▶ **DIRECTIONS FOR THIS TASK**
How many lines of the entries below contain the string "positive"? Reply with the number alone.

-------

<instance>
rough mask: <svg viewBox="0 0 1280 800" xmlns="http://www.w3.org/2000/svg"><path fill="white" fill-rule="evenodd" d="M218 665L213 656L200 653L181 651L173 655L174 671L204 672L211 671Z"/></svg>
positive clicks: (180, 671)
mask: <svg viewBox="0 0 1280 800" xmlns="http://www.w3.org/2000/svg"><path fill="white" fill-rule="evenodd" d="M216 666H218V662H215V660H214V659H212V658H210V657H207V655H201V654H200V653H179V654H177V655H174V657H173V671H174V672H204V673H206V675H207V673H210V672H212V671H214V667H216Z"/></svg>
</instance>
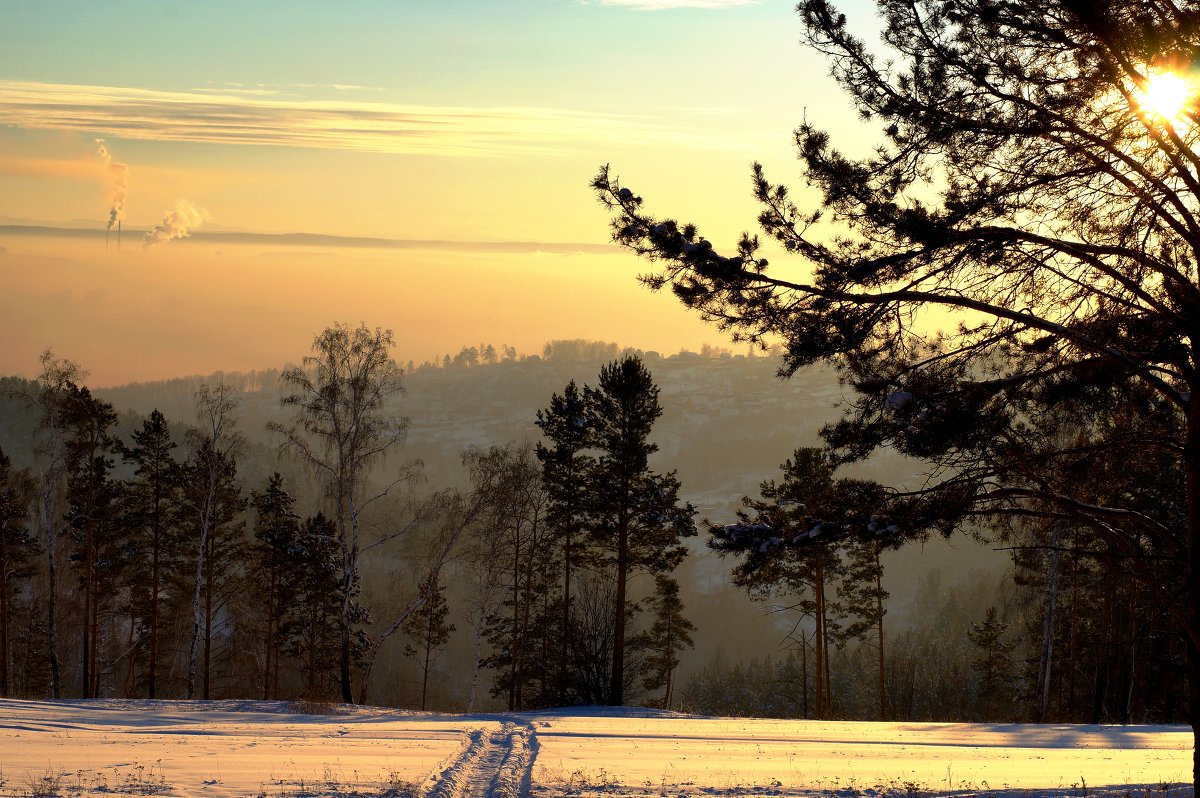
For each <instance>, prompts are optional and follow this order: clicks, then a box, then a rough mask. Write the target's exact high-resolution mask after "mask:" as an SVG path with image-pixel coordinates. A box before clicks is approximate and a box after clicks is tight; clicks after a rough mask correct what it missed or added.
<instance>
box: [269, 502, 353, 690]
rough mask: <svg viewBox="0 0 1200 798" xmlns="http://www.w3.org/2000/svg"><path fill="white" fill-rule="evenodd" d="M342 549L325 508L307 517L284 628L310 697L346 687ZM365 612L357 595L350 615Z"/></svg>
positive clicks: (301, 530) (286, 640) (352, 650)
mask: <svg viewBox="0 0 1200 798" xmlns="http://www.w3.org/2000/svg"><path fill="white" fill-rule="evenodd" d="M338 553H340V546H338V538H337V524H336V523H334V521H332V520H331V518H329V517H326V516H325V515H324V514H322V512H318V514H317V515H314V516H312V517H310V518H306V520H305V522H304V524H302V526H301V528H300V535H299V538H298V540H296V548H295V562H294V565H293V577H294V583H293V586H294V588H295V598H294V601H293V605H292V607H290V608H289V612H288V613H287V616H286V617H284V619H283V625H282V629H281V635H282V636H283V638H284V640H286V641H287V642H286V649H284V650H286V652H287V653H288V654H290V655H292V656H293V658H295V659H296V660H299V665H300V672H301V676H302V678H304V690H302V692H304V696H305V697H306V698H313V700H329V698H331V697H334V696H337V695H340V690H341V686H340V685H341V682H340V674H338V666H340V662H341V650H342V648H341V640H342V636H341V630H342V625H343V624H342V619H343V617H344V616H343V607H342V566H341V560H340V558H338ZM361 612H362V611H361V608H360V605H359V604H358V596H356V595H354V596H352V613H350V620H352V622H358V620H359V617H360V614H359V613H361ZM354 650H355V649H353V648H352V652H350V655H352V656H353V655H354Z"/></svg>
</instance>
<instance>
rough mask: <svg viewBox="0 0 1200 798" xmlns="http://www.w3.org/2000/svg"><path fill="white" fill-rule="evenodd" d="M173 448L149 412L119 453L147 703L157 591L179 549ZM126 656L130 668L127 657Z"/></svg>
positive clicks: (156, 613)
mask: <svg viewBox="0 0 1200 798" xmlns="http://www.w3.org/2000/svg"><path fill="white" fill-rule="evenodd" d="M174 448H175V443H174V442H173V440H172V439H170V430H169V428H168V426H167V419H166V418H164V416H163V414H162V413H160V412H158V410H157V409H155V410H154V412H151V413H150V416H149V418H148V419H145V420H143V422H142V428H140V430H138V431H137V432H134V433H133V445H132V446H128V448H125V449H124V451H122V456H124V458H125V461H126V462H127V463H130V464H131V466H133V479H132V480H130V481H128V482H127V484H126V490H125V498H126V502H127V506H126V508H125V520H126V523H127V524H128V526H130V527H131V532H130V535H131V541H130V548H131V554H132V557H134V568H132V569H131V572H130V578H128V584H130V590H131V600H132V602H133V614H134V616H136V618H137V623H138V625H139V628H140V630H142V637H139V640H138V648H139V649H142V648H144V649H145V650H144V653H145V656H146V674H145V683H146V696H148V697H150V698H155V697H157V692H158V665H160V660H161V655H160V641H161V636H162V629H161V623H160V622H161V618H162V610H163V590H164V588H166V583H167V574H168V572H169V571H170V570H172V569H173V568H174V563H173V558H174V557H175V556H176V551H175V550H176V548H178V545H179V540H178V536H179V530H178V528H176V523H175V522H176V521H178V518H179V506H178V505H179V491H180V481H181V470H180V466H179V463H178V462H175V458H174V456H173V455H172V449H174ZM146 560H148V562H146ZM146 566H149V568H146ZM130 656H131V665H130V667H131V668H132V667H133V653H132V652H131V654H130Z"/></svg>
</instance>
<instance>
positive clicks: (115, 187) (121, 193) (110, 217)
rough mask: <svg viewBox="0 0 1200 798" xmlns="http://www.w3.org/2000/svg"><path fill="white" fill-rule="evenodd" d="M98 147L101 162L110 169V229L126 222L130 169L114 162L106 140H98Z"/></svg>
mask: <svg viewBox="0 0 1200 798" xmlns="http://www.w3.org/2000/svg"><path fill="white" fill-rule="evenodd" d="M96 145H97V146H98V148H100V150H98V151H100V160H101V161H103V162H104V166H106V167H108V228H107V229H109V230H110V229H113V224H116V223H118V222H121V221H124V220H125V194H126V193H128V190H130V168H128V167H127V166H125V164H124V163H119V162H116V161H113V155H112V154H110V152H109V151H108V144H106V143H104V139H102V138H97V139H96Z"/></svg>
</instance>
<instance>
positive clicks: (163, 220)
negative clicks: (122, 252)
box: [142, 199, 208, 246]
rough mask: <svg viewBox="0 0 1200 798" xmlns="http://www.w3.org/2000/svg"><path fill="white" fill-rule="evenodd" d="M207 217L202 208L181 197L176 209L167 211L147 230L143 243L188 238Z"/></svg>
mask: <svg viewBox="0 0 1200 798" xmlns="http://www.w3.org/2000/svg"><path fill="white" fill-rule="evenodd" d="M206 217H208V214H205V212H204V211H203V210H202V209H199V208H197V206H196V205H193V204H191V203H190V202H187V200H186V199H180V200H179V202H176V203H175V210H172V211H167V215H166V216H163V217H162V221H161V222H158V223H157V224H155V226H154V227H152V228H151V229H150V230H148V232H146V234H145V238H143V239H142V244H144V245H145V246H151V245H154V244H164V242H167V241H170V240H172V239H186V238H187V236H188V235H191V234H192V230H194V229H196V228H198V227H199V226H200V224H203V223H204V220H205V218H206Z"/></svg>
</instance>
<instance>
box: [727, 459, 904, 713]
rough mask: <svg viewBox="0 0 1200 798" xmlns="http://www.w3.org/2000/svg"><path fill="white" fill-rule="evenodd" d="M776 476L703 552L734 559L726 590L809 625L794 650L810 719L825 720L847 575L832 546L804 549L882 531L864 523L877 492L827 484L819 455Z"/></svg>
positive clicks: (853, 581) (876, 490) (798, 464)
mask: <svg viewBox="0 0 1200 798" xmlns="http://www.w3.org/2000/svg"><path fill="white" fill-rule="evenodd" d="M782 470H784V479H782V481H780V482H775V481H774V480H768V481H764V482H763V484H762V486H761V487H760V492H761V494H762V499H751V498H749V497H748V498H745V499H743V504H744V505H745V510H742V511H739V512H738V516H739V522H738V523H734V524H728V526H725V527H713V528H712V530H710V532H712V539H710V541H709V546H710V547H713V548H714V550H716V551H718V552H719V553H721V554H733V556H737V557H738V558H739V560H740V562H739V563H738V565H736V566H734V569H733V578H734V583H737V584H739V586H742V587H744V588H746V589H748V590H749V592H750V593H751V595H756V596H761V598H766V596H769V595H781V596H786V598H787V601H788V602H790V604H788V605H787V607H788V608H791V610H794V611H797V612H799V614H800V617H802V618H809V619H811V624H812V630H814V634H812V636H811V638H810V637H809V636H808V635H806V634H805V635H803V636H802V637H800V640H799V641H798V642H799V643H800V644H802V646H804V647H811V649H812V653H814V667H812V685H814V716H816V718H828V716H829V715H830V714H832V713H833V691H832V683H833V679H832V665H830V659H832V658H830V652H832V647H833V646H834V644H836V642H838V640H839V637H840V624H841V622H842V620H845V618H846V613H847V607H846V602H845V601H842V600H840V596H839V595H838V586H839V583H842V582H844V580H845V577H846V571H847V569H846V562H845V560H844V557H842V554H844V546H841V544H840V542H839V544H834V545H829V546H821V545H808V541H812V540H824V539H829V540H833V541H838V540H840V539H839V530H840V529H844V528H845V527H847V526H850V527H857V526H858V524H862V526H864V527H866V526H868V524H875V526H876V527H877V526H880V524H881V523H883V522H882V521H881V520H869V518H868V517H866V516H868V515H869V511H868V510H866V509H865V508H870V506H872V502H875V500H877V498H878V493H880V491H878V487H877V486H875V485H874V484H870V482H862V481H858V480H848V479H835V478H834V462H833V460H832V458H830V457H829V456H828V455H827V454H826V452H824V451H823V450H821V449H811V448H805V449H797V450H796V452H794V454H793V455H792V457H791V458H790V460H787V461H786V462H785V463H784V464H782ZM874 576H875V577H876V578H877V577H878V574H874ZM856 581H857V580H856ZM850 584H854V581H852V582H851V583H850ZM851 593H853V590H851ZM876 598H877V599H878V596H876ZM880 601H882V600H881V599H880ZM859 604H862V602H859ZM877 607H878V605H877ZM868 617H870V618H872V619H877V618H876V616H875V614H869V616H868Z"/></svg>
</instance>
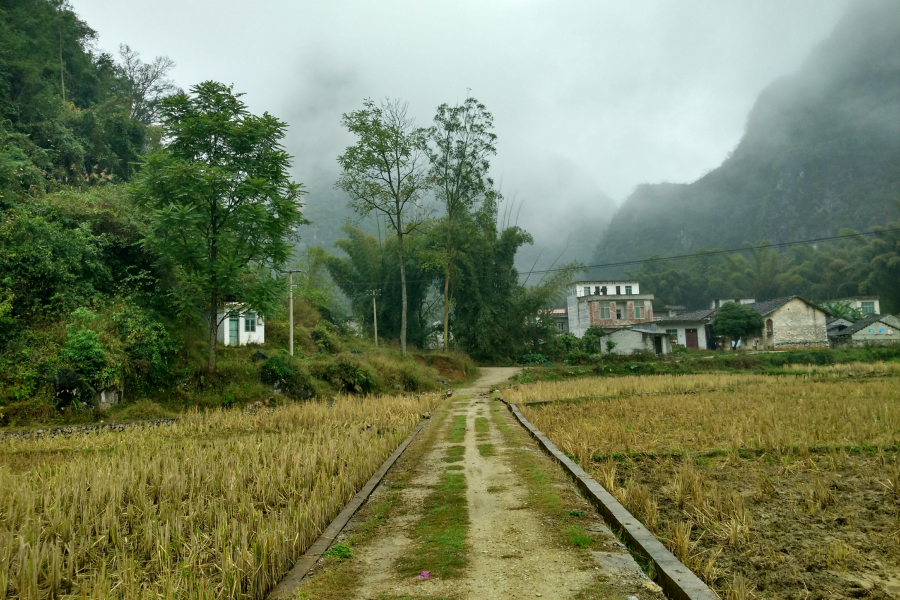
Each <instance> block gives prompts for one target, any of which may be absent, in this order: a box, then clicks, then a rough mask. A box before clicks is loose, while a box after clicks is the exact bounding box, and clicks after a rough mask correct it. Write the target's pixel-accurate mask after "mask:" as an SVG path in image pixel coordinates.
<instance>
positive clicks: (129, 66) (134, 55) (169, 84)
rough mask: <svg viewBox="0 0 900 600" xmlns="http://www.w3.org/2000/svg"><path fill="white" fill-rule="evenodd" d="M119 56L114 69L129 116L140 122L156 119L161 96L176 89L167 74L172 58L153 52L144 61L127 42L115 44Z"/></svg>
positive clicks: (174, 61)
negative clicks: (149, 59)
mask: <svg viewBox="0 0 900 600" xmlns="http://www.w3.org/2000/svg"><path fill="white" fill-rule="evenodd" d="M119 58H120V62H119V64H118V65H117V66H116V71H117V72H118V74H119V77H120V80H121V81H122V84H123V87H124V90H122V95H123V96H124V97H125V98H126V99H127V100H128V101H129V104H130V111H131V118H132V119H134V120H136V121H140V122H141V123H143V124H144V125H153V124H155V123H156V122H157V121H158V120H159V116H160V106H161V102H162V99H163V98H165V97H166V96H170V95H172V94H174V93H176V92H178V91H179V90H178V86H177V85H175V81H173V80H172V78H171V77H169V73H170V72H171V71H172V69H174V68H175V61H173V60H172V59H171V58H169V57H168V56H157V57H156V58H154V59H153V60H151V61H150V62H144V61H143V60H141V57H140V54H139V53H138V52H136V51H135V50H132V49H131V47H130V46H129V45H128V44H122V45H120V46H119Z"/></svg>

-------

▶ **TASK OUTPUT**
8